INPUT DATA:
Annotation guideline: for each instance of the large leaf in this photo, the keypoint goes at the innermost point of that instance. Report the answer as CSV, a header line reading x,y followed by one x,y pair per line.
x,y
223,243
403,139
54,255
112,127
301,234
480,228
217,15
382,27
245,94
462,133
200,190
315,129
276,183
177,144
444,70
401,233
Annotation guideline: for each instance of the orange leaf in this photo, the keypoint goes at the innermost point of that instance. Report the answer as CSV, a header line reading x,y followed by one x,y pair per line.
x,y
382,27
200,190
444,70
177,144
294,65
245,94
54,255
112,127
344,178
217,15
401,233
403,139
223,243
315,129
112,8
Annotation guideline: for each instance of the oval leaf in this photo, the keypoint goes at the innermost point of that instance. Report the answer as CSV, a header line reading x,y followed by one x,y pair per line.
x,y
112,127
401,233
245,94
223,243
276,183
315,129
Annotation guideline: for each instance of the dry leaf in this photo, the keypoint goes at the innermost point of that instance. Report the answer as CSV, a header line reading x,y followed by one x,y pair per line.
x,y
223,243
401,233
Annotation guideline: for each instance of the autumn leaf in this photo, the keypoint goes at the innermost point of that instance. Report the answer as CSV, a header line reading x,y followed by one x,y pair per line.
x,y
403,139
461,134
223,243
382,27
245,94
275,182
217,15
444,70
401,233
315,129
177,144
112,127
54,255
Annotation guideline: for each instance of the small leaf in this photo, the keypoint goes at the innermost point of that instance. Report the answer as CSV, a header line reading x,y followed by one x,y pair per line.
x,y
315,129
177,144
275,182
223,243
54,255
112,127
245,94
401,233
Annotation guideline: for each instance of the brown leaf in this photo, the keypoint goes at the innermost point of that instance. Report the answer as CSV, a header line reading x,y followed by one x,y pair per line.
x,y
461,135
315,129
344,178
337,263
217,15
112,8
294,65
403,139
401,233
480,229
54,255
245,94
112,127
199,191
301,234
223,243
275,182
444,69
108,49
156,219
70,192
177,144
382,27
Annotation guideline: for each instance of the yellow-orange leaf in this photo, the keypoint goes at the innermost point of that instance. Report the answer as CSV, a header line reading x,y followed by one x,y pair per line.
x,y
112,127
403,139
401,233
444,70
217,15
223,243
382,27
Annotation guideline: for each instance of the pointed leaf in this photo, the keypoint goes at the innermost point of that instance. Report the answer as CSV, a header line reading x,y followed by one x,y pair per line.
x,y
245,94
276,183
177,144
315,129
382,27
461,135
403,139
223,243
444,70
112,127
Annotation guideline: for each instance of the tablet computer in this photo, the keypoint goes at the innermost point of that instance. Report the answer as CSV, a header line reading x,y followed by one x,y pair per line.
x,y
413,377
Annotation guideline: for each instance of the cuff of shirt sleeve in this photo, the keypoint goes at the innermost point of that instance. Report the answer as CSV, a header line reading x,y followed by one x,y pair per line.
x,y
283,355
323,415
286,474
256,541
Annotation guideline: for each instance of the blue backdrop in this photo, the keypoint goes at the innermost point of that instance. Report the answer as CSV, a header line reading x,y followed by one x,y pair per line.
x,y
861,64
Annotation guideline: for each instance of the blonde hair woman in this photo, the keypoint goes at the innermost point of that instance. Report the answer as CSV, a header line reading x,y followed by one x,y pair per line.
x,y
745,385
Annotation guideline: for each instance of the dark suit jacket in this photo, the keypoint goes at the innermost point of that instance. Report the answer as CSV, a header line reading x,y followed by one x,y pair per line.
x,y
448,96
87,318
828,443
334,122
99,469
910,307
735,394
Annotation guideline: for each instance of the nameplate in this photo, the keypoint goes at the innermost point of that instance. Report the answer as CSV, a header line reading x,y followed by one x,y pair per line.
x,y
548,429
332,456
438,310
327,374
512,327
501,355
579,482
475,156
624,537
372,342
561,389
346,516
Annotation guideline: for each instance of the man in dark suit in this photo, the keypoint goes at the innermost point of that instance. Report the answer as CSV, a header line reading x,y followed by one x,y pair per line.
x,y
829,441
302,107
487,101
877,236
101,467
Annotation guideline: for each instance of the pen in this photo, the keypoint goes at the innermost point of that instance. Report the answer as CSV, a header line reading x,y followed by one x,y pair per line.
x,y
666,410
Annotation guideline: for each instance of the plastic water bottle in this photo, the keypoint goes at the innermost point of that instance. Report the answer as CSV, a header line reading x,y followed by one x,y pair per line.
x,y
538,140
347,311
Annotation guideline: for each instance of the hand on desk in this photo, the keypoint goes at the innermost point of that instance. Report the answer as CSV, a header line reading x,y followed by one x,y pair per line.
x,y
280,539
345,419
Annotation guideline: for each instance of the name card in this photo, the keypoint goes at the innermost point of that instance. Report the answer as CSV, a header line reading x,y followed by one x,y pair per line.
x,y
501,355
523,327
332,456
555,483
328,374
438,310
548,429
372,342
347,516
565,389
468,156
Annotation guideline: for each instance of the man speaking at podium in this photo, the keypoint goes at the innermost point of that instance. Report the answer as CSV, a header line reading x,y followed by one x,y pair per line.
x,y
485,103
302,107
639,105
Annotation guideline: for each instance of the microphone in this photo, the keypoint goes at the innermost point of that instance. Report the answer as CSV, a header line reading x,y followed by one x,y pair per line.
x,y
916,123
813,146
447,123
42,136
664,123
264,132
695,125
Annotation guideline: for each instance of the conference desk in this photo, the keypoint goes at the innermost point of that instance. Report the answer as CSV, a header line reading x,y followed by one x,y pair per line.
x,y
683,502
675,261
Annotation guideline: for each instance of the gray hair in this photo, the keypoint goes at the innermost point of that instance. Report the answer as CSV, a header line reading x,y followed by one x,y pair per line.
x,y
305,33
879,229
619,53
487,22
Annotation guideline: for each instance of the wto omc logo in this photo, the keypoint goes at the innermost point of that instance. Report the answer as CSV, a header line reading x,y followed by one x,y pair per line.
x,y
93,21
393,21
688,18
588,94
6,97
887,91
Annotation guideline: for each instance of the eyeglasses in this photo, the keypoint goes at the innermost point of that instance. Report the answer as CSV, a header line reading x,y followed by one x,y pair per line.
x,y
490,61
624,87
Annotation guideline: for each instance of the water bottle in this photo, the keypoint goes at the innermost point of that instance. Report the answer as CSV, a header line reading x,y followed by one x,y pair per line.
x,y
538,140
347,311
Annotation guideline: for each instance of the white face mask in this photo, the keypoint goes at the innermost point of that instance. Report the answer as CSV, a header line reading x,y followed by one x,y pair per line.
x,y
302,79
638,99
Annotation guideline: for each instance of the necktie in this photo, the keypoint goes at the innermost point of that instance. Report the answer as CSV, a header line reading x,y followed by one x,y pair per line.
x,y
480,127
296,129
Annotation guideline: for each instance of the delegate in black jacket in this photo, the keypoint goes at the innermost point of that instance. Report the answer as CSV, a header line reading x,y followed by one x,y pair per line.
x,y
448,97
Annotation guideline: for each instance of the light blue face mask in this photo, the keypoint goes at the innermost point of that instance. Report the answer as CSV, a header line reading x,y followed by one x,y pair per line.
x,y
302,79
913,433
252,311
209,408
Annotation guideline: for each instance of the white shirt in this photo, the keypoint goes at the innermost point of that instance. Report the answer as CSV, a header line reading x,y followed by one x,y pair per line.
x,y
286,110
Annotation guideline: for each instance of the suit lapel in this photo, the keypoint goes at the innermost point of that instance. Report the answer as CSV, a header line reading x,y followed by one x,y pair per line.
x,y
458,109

GIVEN INSTRUCTION: Reproduce every item above word for word, line by line, with nothing added or left out.

TASK OUTPUT:
Annotation guideline: for each instance of the large leaf in this photo, the keypoint goes at the innermost point of that instance. Report the answer as CSV, a header line reading x,y followed by one x,y pair per line.
x,y
223,243
403,139
54,255
112,127
301,234
480,228
217,15
382,27
245,94
462,133
200,190
315,129
276,183
177,144
444,70
401,233
Annotation guideline: for each instance of the orange leaf in this photo, the keypoint goes at the innermost point of that instance. Report the answer as CSV, a header line reading x,y followed by one x,y pair per line.
x,y
382,27
200,190
444,70
177,144
294,65
245,94
54,255
112,127
344,178
217,15
401,233
403,139
223,243
315,129
112,8
Annotation guideline: for each instance of the oval leaf in this photo, the keypoint goes at the innermost point of that instance. Report the answer as CSV, a header line reading x,y followed by one x,y pair per line.
x,y
112,127
401,233
245,94
223,243
276,183
315,129
Annotation guideline: for each instance of the dry leaf in this photo, the keypoint goes at the innermost point of that instance. Report the answer as CSV, a header line reading x,y followed by one x,y pair per line.
x,y
223,243
401,233
Annotation guideline: for each instance of the autumn leaf in this photo, the keypoint goes at the innermost point of that instance. Report the answer as CSV, a header line reading x,y followed by one x,y pair per line.
x,y
403,139
461,134
223,243
382,27
245,94
275,182
217,15
444,70
401,233
315,129
177,144
112,127
54,255
Annotation guideline: for each instance of the small leaf in this photo, the keypoint goes at the innermost point of that instance. Report the answer as CSV, a header line reading x,y followed by one x,y pair per line.
x,y
315,129
177,144
275,182
223,243
54,255
112,127
245,94
401,233
Annotation guideline: for each instance of the brown leaf in this photo, the keypoint goes at the innermost point of that instance. Report the answer as CSV, a header line reading x,y followed by one x,y pair per line.
x,y
461,135
315,129
344,178
337,263
217,15
112,8
294,65
403,139
401,233
480,229
54,255
245,94
112,127
199,191
301,234
223,243
275,182
444,69
108,49
156,219
70,192
177,144
382,27
Annotation guideline: for each instance of the yellow-orange leaf in this photo, the keypoint goes at the innermost point of that instance. Report the answer as CSV, a header line reading x,y followed by one x,y pair per line.
x,y
112,127
403,139
401,233
444,70
217,15
223,243
382,27
Annotation guideline: for each instance of the pointed leaf in this photo, the keypoint goes at the innermost point of that instance. Report the answer as CSV, a header line reading x,y followed by one x,y pair per line.
x,y
245,94
276,183
177,144
315,129
382,27
461,135
403,139
223,243
444,70
112,127
Annotation guideline: for each instance of the tablet computer in this photo, the keypoint goes at the innermost point of that instance. Report the answer as CSV, a header line reading x,y followed by one x,y pair per line.
x,y
413,377
Annotation guideline: for each instance of the cuff of shirt sleeve in this photo, the keypoint goes at the innermost point of that instance. Report the answer as CSV, a header line reading x,y followed by one x,y pair per line.
x,y
283,355
323,415
286,474
256,541
Annotation guideline: for each instance of the blue backdrop in this photo, the keypoint goes at the innermost point of that instance. Report the answer as CSV, a header line reading x,y followed by one x,y pair per line.
x,y
861,64
Annotation guideline: for each instance of the blonde hair woman in this photo, the keypoint goes at the innermost point of that instance. Report the answer as CSV, a header line reading x,y followed by one x,y pair per line.
x,y
745,385
Annotation guideline: for each instance of the dark suit jacket in this photo, the keypoint goes at the innermost point of that instance. Report the answer as CSV, a header line reading x,y followed by one x,y pair per line.
x,y
448,96
87,318
828,443
334,122
99,469
910,307
735,394
Annotation guideline: for each instance of the nameplate in this photo, the keypoint goes at the innermost point of that instance. Report the answer as CSV, a header line reading x,y followed by one x,y pair per line.
x,y
548,429
332,456
438,310
327,374
512,327
501,355
579,482
475,156
624,537
372,342
561,389
346,516
Annotation guideline: for each instance of the man in dark suit in this photo, the keypoint goes at the innermost point of that instance. Report the answer as CSV, a header line reading x,y followed by one x,y pair per line.
x,y
829,441
302,107
487,101
877,236
101,467
Annotation guideline: for each instance of the pen in this photo, the keypoint goes at the innermost point of that instance. Report the answer as CSV, a header line reading x,y followed by one x,y pair per line.
x,y
666,410
Annotation guideline: for each instance of the plastic water bottle in this photo, the keypoint goes at the innermost point of that instance. Report the answer as CSV, a header line reading x,y followed by one x,y pair per line.
x,y
538,140
347,311
Annotation guideline: for each instance of the hand on desk in this photo, the keypoint goes at the innermost point of that instance. Report the answer as CSV, a header line reading x,y followed by one x,y pair per line.
x,y
280,539
345,419
Annotation guideline: for each instance of the name card in this photo, the keypoint goes at the innermost point of that instance. Report the answer as CSV, a header line reading x,y followed by one x,y pair per line.
x,y
501,355
523,327
332,456
555,483
328,374
438,310
548,429
372,342
347,516
565,389
468,156
Annotation guideline: for each instance of the man speaking at podium in this photo, the keypoint goes at the innermost point of that instance. Report the answer as CSV, a header line reading x,y followed by one x,y pair per line.
x,y
485,103
302,107
639,105
Annotation guideline: for each instance of the microphone in this photo, the keypoint goes at the innermost point of that instance. Report the answer as CSV, a header line reading x,y followed by one x,y pair per line.
x,y
916,123
813,146
447,123
42,136
664,123
264,132
695,125
Annotation guideline: for each instance of the conference desk in this photo, the keypoint goes at the innermost point of that instance. Report the answer as CSV, a header line reading x,y followed by one x,y pair per line.
x,y
683,502
675,261
Annotation guideline: for each instance of the gray hair in this photo, the keypoint goes at the innermost point of that instance. Report the answer as CSV, a header line reading x,y followed by one x,y pair per line.
x,y
305,33
879,229
619,53
487,22
Annotation guideline: for each instance of the wto omc logo in this photo, the keypoint goes at the innermost point of that instance. Report the answer as CSV, a header line reading x,y followed by one x,y pair per line.
x,y
93,21
393,21
688,18
588,94
6,97
887,91
Annotation guideline: for each instance of the eyeglasses in this photo, the keypoint goes at the innermost point of that instance. Report the answer as CSV, a header line reading x,y followed by one x,y pair per line.
x,y
490,61
624,87
Annotation guideline: for each instance of the water bottle in this photo, the keypoint goes at the innermost point of that instance. Report the answer as CSV, a header line reading x,y followed by one x,y pair per line.
x,y
538,140
347,311
Annotation guideline: for each instance of the white face mask in this photo, the keypoint goes at the innermost point of that instance. Report the answer as CSV, a header line reading x,y followed by one x,y pair per line.
x,y
302,79
638,99
Annotation guideline: for each instance of the necktie in this photo, the keypoint goes at the innermost point of that instance. Report the answer as CSV, a header line reading x,y followed by one x,y pair per line.
x,y
480,127
296,129
Annotation guideline: for each instance of the delegate in black jacket in this photo, the keypoint goes at the innermost point of that instance. Report the answer as CSV, a header line reading x,y followed by one x,y pair per line.
x,y
448,97
Annotation guideline: for each instance of the light blue face mask in this photo, the keypoint goes at the innermost point of that instance. Report the answer as CSV, a header line reading x,y followed by one x,y pair per line.
x,y
302,79
913,433
252,311
209,408
Annotation guideline: for each instance of the white shirt in this photo, the keypoint goes at the innermost point of that instance. Report the answer as CSV, a header line reading x,y followed by one x,y pair per line.
x,y
286,110
Annotation guideline: for each instance of the suit lapel in this photo, the keypoint goes at the innermost point of that instance. Report the answer as CSV, a header line reading x,y followed by one x,y pair per line.
x,y
458,109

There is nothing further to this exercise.